Text to read:
Tuesday, October 14, 2014

Civilization: The West and the Rest/ Rewritten classics

This is on my www.badcb.blogspot.ca:

Sept. 21 Civilization: The West and the Rest: I cut out the Edmonton Journal book review “Biased look at history’s ‘what ifs?’” by Richard Shervaniuk.  The review of Civilization: The West and the Rest by Niall Ferguson on Nov. 20, 2011.  The rest of the articles in this post are on the same newspaper and date. 

I have to type up the excerpts because I can’t find the article on the internet to copy and paste.

Sir Walter Raleigh (author of the first volume of History of the World in 1614): “As one of three eyewitnesses to the crime, he was called to testify and was appalled that each person told a totally different but equally plausible version of what had happened.  If eyewitnesses to the same event cannot agree on what occurred, said Raleigh, how is it possible to believe historical accounts?”

Here’s the book on Amazon:

My opinion: I’m not really into history so I won’t be reading this book.

The Affair: “An affair to remember, however formulaic" by Basem Boshra.  It’s about The Affair by Lee Child:

If Lee Child were to reveal that he cranks out his Jack Reacher novels with the aid of a computer-based algorithm, it would not qualify as a shocker.

Child's thrillers - featuring the taciturn military police officer-turned drifter anti-hero Jack Reacher - are almost comically faithful to formula. But it's to Child's credit that his savvy plotting, engaging characters and droll, eminently quotable dialogue keeps Reacher fans so tickled.

The Affair, the 16th book in the Reacher series, is what super hero comics aficionados would refer to as an "origin story" - fitting, in a way, since the seemingly indestructible Reacher has more than a touch of the superhero about him. Rewinding to 1997, The Affair finds Reacher still employed in the U.S. army's military police. (Child has flashed back to this era before; 2004's The Enemy was also a prequel set earlier in Reacher's MP days.)

Already disillusioned with the state of the U.S. army and his place in it, Reacher is sent further into a funk when he goes undercover to Mississippi as part of a murder investigation that reveals some much larger, uncomfortable truths about the organization he has devoted his adult life to.
The usual Child/Reacher tropes - Reacher falling for a comely smalltown sheriff, his Houdini-esque escapes from sure-death situations, his Holmes-ian investigative prowess - are all here in abundance.

But it's in finally revealing precisely how and why Reacher left the military for the wayward and hardscrabble life that has been the canvas for the Reacher saga that truly makes The Affair worth remembering.

My opinion: I haven’t read any Lee Child books.  I will watch a Jack Reacher movie when it comes on TV.

Charles Dickens: The article is titled “Celebration of Dickens is gearing up.  Great expectations for 200th anniversary of author’s birth."

Charles Dickens will be feted around the world next year in literature, film, theatre, music and art, underlining his international cultural impact 200 years after his birth.

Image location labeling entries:
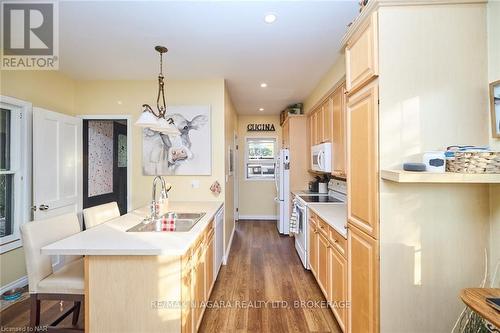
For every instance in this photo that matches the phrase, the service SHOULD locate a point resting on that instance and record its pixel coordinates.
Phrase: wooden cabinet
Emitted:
(210, 262)
(313, 247)
(285, 133)
(362, 172)
(294, 136)
(186, 294)
(338, 105)
(361, 54)
(363, 290)
(323, 265)
(327, 119)
(328, 263)
(338, 286)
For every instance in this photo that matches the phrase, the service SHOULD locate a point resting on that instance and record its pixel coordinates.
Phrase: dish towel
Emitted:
(294, 226)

Exercise brief: Carry the blog post about newspaper book reviews further, picking up right after its last sentence. These entries come from a separate source.

Right answer:
The author of classics like Oliver Twist, Great Expectations, Bleak House and A Tale of Two Cities is considered one of the greatest novelists to have written in English. Sales of his books, which are still in print, run into hundreds of millions of copies, and during his lifetime his works were turned into theatre

Sept. 25 Rewritten classics: I cut out this Globe and Mail article “Jane Eyre and Sherlock Holmes as mommy porn?” by Russell Smith on Jul.26, 2012.  Here are some excerpts:

Were the classic novels of the 19th century actually mommy porn in disguise? That’s the premise of e-publisher Total E-Bound, which has released a new series of e-books (“Clandestine Classics”) that include the titles Northanger Abbey (by Jane Austen and Desiree Holt), Jane Eyre (by Charlotte Bronte and Sierra Cartwright) and Sherlock Holmes: A Study In Scarlet (by A.C. Doyle and Sarah Masters). What they have done is quite simple and easy: they have taken the texts of these famous books and added some graphic sex scenes.

The added sex scenes are written in a sort of pseudo-19th century language to try to blend in. The books are cheap – under $5 – and the company boasts that you are only paying for what their “authors” have added, not for the original content.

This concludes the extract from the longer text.